### REQUIREMENT:
Rewrite the records from the line with "Ground brunette woman" up to and including the line with "0, 371, 423, 1024", putting "dark-haired woman" in place of "brunette woman" and keeping everything else the same.

### DATASET EXTRACT:
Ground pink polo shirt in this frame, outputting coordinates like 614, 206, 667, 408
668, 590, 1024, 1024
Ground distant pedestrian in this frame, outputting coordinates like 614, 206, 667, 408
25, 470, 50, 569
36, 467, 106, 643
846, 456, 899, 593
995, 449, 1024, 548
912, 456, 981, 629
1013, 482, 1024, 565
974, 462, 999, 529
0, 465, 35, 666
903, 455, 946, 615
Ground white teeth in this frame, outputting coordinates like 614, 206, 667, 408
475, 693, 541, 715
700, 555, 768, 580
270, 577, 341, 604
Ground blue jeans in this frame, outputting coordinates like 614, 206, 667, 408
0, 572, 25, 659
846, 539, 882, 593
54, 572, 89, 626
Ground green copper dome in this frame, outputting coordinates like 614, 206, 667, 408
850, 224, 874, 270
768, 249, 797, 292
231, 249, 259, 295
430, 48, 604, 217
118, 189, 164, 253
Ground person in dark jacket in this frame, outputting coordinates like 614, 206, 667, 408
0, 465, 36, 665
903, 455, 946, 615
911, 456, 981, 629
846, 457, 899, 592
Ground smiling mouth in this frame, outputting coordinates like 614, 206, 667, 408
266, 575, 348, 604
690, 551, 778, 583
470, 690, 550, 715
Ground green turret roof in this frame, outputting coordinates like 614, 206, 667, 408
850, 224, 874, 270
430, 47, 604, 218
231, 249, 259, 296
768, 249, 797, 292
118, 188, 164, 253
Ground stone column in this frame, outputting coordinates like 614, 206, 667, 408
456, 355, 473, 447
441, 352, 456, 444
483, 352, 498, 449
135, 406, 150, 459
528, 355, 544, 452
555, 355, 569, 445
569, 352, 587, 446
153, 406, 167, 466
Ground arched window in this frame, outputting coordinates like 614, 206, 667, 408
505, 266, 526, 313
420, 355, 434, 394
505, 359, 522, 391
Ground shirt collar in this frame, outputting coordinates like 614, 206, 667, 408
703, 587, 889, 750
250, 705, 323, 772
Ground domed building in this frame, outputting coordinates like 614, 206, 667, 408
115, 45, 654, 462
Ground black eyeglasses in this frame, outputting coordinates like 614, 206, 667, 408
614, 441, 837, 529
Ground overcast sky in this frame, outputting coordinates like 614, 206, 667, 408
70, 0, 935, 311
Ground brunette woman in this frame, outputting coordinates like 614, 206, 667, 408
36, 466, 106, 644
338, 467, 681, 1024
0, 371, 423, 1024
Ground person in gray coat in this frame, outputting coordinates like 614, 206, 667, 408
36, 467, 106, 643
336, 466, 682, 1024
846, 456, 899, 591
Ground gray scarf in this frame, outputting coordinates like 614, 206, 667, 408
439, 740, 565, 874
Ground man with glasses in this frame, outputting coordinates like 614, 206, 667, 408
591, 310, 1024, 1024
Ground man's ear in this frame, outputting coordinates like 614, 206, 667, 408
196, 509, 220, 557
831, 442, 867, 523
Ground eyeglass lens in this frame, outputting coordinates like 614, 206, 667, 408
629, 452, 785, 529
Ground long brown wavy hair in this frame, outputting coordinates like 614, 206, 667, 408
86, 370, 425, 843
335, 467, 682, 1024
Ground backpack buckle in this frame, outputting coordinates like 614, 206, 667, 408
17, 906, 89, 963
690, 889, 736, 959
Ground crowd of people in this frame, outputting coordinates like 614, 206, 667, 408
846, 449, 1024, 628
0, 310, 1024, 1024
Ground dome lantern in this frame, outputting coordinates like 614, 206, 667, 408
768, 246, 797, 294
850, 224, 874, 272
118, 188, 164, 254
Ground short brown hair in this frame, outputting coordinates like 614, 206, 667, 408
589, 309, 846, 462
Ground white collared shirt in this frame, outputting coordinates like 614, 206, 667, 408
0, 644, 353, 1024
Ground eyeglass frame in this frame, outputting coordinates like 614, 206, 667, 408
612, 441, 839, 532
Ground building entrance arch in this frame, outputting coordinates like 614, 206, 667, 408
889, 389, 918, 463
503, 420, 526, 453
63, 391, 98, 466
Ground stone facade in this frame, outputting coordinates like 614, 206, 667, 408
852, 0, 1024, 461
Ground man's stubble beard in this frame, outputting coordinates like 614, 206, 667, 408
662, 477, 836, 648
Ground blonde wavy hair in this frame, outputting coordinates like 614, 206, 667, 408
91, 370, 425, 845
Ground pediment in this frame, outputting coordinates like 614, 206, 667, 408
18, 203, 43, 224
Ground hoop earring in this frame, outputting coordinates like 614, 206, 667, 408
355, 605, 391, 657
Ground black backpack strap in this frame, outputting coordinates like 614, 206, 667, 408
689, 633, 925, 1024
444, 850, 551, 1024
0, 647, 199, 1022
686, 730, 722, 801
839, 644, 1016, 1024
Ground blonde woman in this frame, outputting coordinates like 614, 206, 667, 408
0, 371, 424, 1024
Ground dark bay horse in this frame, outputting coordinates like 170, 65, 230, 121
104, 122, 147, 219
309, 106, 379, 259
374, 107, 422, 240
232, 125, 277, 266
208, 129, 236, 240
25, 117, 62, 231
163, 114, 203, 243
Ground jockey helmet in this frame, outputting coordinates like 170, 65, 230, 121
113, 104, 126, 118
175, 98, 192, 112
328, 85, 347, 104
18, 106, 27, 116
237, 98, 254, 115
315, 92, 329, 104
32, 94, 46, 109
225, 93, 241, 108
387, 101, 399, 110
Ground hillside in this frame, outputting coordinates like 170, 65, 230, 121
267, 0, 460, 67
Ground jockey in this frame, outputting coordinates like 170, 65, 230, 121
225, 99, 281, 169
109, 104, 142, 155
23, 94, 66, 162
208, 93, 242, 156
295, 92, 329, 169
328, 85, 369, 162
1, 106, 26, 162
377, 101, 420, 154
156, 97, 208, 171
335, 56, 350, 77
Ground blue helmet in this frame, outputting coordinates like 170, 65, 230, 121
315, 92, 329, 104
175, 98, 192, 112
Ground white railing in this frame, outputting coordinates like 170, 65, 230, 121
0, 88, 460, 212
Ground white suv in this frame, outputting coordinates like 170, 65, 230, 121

### EXPECTED OUTPUT:
Ground dark-haired woman in this frame, outputting coordinates like 614, 206, 667, 408
36, 466, 106, 644
338, 467, 681, 1024
0, 371, 423, 1024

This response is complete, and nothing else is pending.